## TASK LIST
A - Reproduce the part of the Hub Perdue article starting at "The Braves traded" and ending at "and 317 strikeouts.".
B - Using the Hub Perdue article, decide whether each statement agrees with it, answering yes or no and quoting the words that settle it: (i) Perdue had more wins than any other pitcher in his league in 1909. (ii) The Brooklyn Superbas traded Perdue to the St. Louis Cardinals. (iii) Perdue finished his major league career with 51 wins and 64 losses.

## SELECTED PASSAGE
American baseball player (1882–1968)

Herbert Rodney "Hub" Perdue (June 7, 1882 – October 31, 1968), also known as "the Gallatin Squash", was an American professional baseball player who played pitcher in the Major Leagues from 1911 to 1915. He played for the St. Louis Cardinals and Boston Braves. He later managed the Nashville Volunteers in the Southern Association in 1921.

==Professional career==
Perdue played his first professional season in 1906 with the minor league Vincennes Alices of the Class D Kentucky–Illinois–Tennessee League. From 1907 to 1910, he pitched for the Class A Nashville Vols of the Southern Association. He led all pitchers in the league with 23 wins in 1909.

He was drafted by the Brooklyn Superbas of the National League from Nashville on September 1, 1910, in the Rule 5 draft. Before the beginning of the 1911 season, Perdue was selected off waivers by the Boston Rustlers. He then played with the Rustlers, later to become the Boston Braves, from 1911 to 1914. After four seasons of play, he accumulated a 37–44 (.457) win–loss record with a 4.03 earned run average (ERA) and struck out 245 batters. In 1912, he and Grover Cleveland Alexander lead the league in fewest home runs allowed, having yielded only eleven.

The Braves traded Perdue to the National League's St. Louis Cardinals for outfielders Ted Cather and Possum Whitted on June 28, 1914. He pitched with the Cardinals for the rest of the 1914 season and in 1915. At the end of two seasons, his record with St. Louis was 14–20 (.412) with a 3.42 ERA and 72 strikeouts. This was Perdue's final stretch in the majors. His career major league record was 51–64 (.443) with a 3.85 ERA and 317 strikeouts.

## EXTRACTED INFORMATION
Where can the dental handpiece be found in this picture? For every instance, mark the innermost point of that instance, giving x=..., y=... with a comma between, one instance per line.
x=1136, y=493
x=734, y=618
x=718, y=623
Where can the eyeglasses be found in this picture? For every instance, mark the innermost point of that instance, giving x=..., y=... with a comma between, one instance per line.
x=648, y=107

--

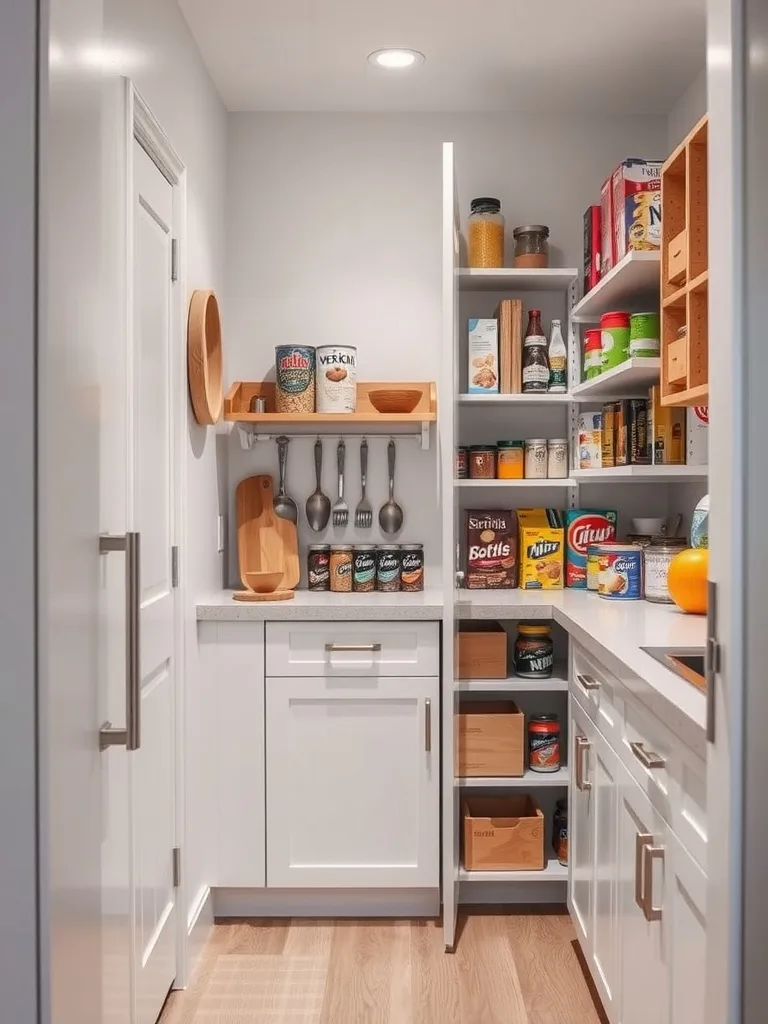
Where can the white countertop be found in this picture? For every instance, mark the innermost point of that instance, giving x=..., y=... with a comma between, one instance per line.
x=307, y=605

## ANSWER SET
A -
The Braves traded Perdue to the National League's St. Louis Cardinals for outfielders Ted Cather and Possum Whitted on June 28, 1914. He pitched with the Cardinals for the rest of the 1914 season and in 1915. At the end of two seasons, his record with St. Louis was 14–20 (.412) with a 3.42 ERA and 72 strikeouts. This was Perdue's final stretch in the majors. His career major league record was 51–64 (.443) with a 3.85 ERA and 317 strikeouts.

B -
(i) Yes: "He led all pitchers in the league with 23 wins in 1909."
(ii) No: "The Braves traded Perdue to the National League's St. Louis Cardinals for outfielders Ted Cather and Possum Whitted on June 28, 1914."
(iii) Yes: "His career major league record was 51–64 (.443) with a 3.85 ERA and 317 strikeouts."